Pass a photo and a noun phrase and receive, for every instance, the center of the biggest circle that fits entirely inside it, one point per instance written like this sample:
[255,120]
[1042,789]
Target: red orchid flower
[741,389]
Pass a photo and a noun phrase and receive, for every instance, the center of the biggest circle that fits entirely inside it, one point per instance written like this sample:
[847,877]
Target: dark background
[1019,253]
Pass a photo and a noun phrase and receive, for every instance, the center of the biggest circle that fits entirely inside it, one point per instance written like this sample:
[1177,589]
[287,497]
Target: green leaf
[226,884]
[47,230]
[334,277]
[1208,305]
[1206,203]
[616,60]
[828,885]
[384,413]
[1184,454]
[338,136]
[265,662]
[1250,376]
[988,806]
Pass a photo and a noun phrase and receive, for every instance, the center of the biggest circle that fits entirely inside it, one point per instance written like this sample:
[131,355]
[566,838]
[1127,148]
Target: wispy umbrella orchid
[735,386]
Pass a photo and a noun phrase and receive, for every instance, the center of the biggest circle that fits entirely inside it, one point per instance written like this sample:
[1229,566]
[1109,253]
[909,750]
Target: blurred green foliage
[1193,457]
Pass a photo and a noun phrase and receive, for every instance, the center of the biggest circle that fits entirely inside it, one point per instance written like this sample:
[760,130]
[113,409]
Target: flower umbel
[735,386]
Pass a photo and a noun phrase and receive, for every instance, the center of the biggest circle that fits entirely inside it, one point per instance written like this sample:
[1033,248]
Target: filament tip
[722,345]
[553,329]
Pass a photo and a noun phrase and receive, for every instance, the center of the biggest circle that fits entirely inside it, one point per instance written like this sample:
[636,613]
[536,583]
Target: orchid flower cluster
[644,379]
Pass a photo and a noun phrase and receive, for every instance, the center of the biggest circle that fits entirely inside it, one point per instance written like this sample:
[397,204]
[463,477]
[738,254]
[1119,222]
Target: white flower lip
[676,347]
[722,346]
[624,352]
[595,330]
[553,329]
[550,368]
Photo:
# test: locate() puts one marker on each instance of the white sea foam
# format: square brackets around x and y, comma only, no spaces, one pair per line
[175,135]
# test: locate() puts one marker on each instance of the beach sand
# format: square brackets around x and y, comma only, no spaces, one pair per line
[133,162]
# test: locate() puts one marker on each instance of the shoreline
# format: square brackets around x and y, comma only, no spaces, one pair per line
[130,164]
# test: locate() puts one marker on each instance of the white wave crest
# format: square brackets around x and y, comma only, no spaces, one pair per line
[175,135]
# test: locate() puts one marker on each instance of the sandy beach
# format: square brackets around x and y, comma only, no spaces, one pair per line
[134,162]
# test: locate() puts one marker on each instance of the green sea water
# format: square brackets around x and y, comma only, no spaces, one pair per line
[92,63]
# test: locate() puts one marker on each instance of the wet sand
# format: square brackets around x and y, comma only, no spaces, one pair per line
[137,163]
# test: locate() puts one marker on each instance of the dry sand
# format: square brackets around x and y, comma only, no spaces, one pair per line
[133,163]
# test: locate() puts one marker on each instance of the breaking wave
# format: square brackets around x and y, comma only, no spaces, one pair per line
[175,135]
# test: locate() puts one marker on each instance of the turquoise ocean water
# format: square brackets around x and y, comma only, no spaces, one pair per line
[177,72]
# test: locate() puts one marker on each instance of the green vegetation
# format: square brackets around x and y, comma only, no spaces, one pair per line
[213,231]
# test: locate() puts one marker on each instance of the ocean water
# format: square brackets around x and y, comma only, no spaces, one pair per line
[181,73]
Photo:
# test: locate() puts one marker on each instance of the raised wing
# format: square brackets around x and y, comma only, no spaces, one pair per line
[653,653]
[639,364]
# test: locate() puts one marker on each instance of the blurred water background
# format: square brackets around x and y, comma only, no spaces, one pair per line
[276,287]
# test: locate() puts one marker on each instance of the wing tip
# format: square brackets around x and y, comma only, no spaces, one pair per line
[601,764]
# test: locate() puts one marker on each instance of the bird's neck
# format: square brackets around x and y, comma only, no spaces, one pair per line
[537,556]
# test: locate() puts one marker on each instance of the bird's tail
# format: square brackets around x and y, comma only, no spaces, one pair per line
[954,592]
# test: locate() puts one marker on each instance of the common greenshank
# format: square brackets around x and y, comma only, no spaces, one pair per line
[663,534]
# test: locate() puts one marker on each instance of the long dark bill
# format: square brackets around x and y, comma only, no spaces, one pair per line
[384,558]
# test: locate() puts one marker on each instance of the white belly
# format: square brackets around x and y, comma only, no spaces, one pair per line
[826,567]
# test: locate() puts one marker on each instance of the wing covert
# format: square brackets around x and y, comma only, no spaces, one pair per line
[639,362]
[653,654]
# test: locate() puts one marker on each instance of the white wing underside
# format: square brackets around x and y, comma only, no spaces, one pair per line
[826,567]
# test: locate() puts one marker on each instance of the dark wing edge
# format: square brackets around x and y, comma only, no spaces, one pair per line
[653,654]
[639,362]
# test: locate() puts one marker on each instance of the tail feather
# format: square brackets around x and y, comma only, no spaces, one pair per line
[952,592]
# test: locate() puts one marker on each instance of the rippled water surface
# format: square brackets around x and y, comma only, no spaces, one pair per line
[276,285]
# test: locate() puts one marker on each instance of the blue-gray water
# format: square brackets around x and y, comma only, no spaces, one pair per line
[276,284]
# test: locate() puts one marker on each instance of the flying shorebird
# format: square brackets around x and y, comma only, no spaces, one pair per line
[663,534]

◆ **REQUIREMENT**:
Please recast every line of the items above as a Markdown table with the columns "No." and "Line", one numbered row per line, skipping blank lines.

◆ **COMPLETE ANSWER**:
| No. | Line |
|---|---|
| 1 | Pass a photo and a noun phrase and receive, for every instance, the center of the biggest circle that fits entirely inside it, one point per instance written like this sample: |
| 2 | [255,120] |
| 3 | [1042,789] |
| 4 | Target: red orchid flower |
| 5 | [741,389] |
| 6 | Pass a photo and a noun phrase and receive, for every instance, the center of the biggest circle that fits entirely inside it, one point per instance written like this sample: |
| 7 | [847,877] |
| 8 | Target: dark background |
| 9 | [1019,253] |
| 10 | Pass a photo and a noun phrase and receive, for every instance, the center of the biggest circle that fits entirely inside it, one point per instance written like this sample: |
| 11 | [1177,589] |
| 12 | [287,497] |
| 13 | Target: green leaf |
| 14 | [226,884] |
| 15 | [47,230] |
| 16 | [334,277] |
| 17 | [1208,305] |
| 18 | [1206,203] |
| 19 | [616,60] |
| 20 | [828,885] |
| 21 | [384,413] |
| 22 | [1184,454] |
| 23 | [338,136] |
| 24 | [265,662] |
| 25 | [1250,376] |
| 26 | [988,806] |
| 27 | Pass a photo and a noun phrase and receive, for every instance, the center of the biggest circle that fits entirely inside it, one point per instance written like this sample: |
| 28 | [131,355] |
| 29 | [566,838] |
| 30 | [1127,148] |
| 31 | Target: wispy umbrella orchid |
| 32 | [735,386] |
| 33 | Pass a photo and a noun phrase and receive, for every instance, the center of the biggest circle that fits entirely inside it, one point per instance written like this sample: |
| 34 | [1229,566] |
| 35 | [1109,253] |
| 36 | [909,750] |
| 37 | Target: blurred green foliage |
| 38 | [1193,457] |
| 39 | Pass a photo and a noun phrase and receive, for every instance, the center of the biggest circle that fits entirely inside it, one point per instance written like this sample: |
| 40 | [760,130] |
| 41 | [113,409] |
| 42 | Target: flower umbel |
| 43 | [735,386] |
| 44 | Pass a photo and a noun phrase and receive, for every instance, the center of the biggest circle that fits entirely inside it, one point per instance written like this sample: |
| 45 | [1033,248] |
| 46 | Target: filament tip |
| 47 | [722,345] |
| 48 | [553,329] |
| 49 | Pass a photo and a noun phrase and receive, for every instance, the center of the biggest circle that fits entirely inside it, one point per instance written like this sample: |
| 50 | [636,613] |
| 51 | [536,583] |
| 52 | Target: orchid flower cluster |
| 53 | [644,379] |
| 54 | Pass a photo and a noun phrase and receive, for every instance, the center of the biggest circle that fits entirely inside it, one point per instance written like this sample: |
| 55 | [397,204] |
| 56 | [463,477] |
| 57 | [738,254] |
| 58 | [1119,222] |
| 59 | Target: white flower lip |
| 60 | [676,347] |
| 61 | [722,346] |
| 62 | [624,352] |
| 63 | [595,330] |
| 64 | [553,329] |
| 65 | [550,368] |
| 66 | Photo: |
| 67 | # test: locate() puts one marker on each instance of the white sea foam |
| 68 | # format: square brackets around x and y, comma only, no spaces, one pair per line |
| 69 | [175,135] |
| 70 | # test: locate() puts one marker on each instance of the beach sand |
| 71 | # format: square brackets around x and y, comma only, no spaces, one pair per line |
| 72 | [133,162] |
| 73 | # test: locate() puts one marker on each instance of the shoreline |
| 74 | # format: square brackets around x and y, comma only, no spaces, one pair per line |
| 75 | [130,164] |
| 76 | # test: locate() puts one marker on each instance of the white wave crest |
| 77 | # format: square brackets around x and y, comma only, no spaces, one pair per line |
| 78 | [175,135] |
| 79 | # test: locate() puts one marker on each instance of the sandy beach |
| 80 | # format: square brackets around x and y, comma only, no spaces, one pair per line |
| 81 | [134,162] |
| 82 | # test: locate() puts one marker on each instance of the green sea water |
| 83 | # format: square brackets around x and y, comma only, no spaces, one pair per line |
| 84 | [92,63] |
| 85 | # test: locate() puts one marker on each instance of the wet sand |
| 86 | # format: square brackets around x and y, comma only, no spaces, one pair per line |
| 87 | [137,163] |
| 88 | # test: locate() puts one marker on each instance of the dry sand |
| 89 | # format: square brackets around x and y, comma only, no spaces, one pair per line |
| 90 | [133,163] |
| 91 | # test: locate() puts one marker on each instance of the breaking wave |
| 92 | # format: square brackets around x and y, comma only, no spaces, one pair per line |
| 93 | [175,135] |
| 94 | # test: locate() puts one marker on each instance of the turquoise ocean water |
| 95 | # format: square brackets around x and y, comma only, no spaces, one pair per line |
| 96 | [177,72] |
| 97 | # test: locate() puts one marker on each instance of the green vegetation |
| 98 | # format: square brackets around x and y, comma only, no spaces, one pair per line |
| 99 | [213,231] |
| 100 | # test: locate() puts one marker on each instance of the ocean water |
| 101 | # format: square brackets around x and y, comma only, no spaces, one pair per line |
| 102 | [181,73] |
| 103 | Photo: |
| 104 | # test: locate() puts one marker on each instance of the raised wing |
| 105 | # format: square brackets around x and y, comma only, no spaces, one pair per line |
| 106 | [653,653] |
| 107 | [639,364] |
| 108 | # test: locate() puts one marker on each instance of the blurred water background |
| 109 | # format: square brackets around x and y, comma only, no spaces, one pair per line |
| 110 | [276,287] |
| 111 | # test: locate() puts one marker on each instance of the wing tip |
| 112 | # format: square brackets around x and y, comma only, no spaces, one pair per line |
| 113 | [601,764] |
| 114 | # test: locate() puts one marker on each instance of the bird's neck |
| 115 | # format: square brackets around x and y, comma only, no spaces, one pair per line |
| 116 | [537,556] |
| 117 | # test: locate() puts one marker on each instance of the bird's tail |
| 118 | # format: square brackets around x and y, comma only, no spaces, one pair per line |
| 119 | [954,592] |
| 120 | # test: locate() puts one marker on each instance of the common greenshank |
| 121 | # format: square brackets around x and y, comma only, no spaces, one pair per line |
| 122 | [663,534] |
| 123 | # test: locate() puts one marker on each instance of the long dark bill |
| 124 | # format: square brackets around x and y, comma only, no spaces, one pair per line |
| 125 | [384,558] |
| 126 | # test: locate() puts one marker on each instance of the white belly |
| 127 | # format: square brackets around x and y, comma only, no spaces, one pair per line |
| 128 | [826,567] |
| 129 | # test: locate() puts one marker on each instance of the wing covert |
| 130 | # format: square brackets around x and y, comma only, no spaces, one pair per line |
| 131 | [639,362] |
| 132 | [653,654] |
| 133 | # test: locate() puts one marker on each instance of the white wing underside |
| 134 | # format: square brackets around x and y, comma only, no spaces, one pair per line |
| 135 | [826,567] |
| 136 | # test: locate() puts one marker on each instance of the dark wing edge |
| 137 | # format: square brackets around x and y, comma only, no spaces, one pair per line |
| 138 | [653,654] |
| 139 | [639,362] |
| 140 | # test: locate() puts one marker on each instance of the tail feather |
| 141 | # format: square brackets around x and y, comma only, no spaces, one pair per line |
| 142 | [952,592] |
| 143 | # test: locate() puts one marker on each instance of the rippled water surface |
| 144 | # format: square brackets around x and y, comma only, no spaces, one pair per line |
| 145 | [276,285] |
| 146 | # test: locate() puts one marker on each instance of the blue-gray water |
| 147 | # format: square brackets around x and y, comma only, no spaces, one pair per line |
| 148 | [276,284] |
| 149 | # test: locate() puts one marker on each instance of the flying shorebird |
| 150 | # format: square brackets around x and y, comma only, no spaces, one pair per line |
| 151 | [663,534] |